SHORT PROBLEM: Print all the records exactly, please.

(Source records)

start

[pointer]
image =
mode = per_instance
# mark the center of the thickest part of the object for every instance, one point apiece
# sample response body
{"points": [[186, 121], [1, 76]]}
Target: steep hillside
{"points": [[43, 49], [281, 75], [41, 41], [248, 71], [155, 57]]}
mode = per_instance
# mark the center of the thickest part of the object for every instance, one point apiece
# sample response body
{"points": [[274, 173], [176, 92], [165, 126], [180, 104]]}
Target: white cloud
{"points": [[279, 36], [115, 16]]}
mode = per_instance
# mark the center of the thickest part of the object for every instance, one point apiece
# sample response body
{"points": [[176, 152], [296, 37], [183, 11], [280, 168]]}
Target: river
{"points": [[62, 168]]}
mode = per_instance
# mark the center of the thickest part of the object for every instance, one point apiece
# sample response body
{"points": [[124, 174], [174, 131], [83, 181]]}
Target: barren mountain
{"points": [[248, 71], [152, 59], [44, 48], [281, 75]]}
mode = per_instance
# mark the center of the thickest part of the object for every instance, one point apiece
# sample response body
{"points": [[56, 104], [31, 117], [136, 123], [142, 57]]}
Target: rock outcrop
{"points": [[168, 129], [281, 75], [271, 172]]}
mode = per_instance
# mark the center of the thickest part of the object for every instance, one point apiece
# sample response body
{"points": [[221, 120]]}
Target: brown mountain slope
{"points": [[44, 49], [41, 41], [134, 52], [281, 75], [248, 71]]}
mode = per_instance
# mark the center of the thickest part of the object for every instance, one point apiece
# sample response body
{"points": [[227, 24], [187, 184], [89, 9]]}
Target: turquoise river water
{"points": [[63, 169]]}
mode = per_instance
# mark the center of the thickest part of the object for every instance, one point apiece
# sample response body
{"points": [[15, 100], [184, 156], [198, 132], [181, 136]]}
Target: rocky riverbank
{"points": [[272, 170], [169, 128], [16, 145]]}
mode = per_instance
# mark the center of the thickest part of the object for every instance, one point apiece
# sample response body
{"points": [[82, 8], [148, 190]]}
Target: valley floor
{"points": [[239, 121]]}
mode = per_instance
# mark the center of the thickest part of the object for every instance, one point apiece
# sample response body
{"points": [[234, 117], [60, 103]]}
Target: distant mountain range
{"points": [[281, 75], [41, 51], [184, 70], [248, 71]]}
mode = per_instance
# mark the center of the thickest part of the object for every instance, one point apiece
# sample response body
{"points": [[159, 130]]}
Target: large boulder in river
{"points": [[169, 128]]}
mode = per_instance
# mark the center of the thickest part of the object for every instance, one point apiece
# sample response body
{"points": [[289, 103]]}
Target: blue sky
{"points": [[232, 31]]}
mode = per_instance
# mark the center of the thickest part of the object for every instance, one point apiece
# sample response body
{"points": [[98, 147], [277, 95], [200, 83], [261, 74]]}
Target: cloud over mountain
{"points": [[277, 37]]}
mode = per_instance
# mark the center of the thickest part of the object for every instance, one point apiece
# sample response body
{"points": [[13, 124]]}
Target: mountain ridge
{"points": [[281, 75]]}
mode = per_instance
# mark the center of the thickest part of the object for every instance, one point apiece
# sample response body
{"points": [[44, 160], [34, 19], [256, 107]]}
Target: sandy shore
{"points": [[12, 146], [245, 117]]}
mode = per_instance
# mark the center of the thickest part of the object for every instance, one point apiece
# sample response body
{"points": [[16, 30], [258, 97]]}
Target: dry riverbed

end

RESPONSE TO THIS TASK:
[pointer]
image =
mode = per_instance
# mark the center of the thickest part of the object for every instance, one point apiece
# sample response body
{"points": [[186, 121], [1, 76]]}
Target: steep hillside
{"points": [[43, 49], [281, 75], [41, 41], [248, 71], [155, 57]]}
mode = per_instance
# mark the center of the thickest part of the object for every instance, one point apiece
# sample response body
{"points": [[274, 173], [176, 92], [165, 126], [180, 104]]}
Target: white cloud
{"points": [[279, 36], [115, 16]]}
mode = per_instance
# mark the center of the thickest part of the object for every instance, one point apiece
# sample response body
{"points": [[176, 152], [296, 37], [183, 11], [280, 168]]}
Target: river
{"points": [[62, 168]]}
mode = per_instance
# mark the center of the thickest part of the object for every instance, one point apiece
# sample response body
{"points": [[124, 174], [174, 131], [83, 181]]}
Target: barren mountain
{"points": [[248, 71], [152, 59], [44, 48], [281, 75]]}
mode = per_instance
# mark the center of the thickest part of the object for every instance, one point apiece
# sample response body
{"points": [[56, 104], [31, 117], [136, 123], [142, 57]]}
Target: rock outcrop
{"points": [[168, 129], [281, 75], [271, 172]]}
mode = per_instance
# mark the center of the thickest part of the object for every instance, one point apiece
# sample response body
{"points": [[221, 120]]}
Target: brown mountain slope
{"points": [[44, 49], [41, 41], [134, 52], [281, 75], [248, 71]]}
mode = per_instance
# mark the center of the thickest part of the object for every instance, one point apiece
# sample response body
{"points": [[227, 24], [187, 184], [89, 9]]}
Target: turquoise river water
{"points": [[63, 169]]}
mode = per_instance
# mark the center of the thickest part of the object for every instance, one point apiece
# sample response body
{"points": [[15, 100], [184, 156], [198, 132], [181, 136]]}
Target: rocky riverbank
{"points": [[272, 170], [169, 128], [16, 145]]}
mode = per_instance
# mark the center of the thickest part of the object for every instance, one point apiece
# sample response body
{"points": [[82, 8], [148, 190]]}
Target: valley floor
{"points": [[239, 121]]}
mode = per_instance
# mark the center of the thickest part of the object for every instance, one point apiece
# sample response body
{"points": [[234, 117], [60, 103]]}
Target: distant mountain range
{"points": [[281, 75], [41, 51], [184, 70], [248, 71]]}
mode = per_instance
# mark the center of the thickest part of the object for every instance, one point apiece
# sample response body
{"points": [[159, 130]]}
Target: large boulder in river
{"points": [[169, 128]]}
mode = per_instance
# mark the center of the thickest part of the object for every instance, one point apiece
# sample response body
{"points": [[289, 103]]}
Target: blue sky
{"points": [[232, 31]]}
mode = per_instance
# mark the center of the thickest part of the object for every instance, one point apiece
# sample response body
{"points": [[98, 147], [277, 95], [200, 83], [261, 74]]}
Target: cloud over mountain
{"points": [[277, 37]]}
mode = per_instance
# mark the center of the thickest part of the object for every instance, one point apiece
# sample response body
{"points": [[13, 124]]}
Target: mountain ridge
{"points": [[281, 75]]}
mode = per_instance
# mark the center of the thickest part of the object for every instance, one point apiece
# sample response body
{"points": [[44, 160], [34, 19], [256, 107]]}
Target: sandy shore
{"points": [[12, 146], [245, 117]]}
mode = per_instance
# mark the center of the thickest part of the object for every instance, one point apiece
# sample response body
{"points": [[16, 30], [258, 97]]}
Target: dry riverbed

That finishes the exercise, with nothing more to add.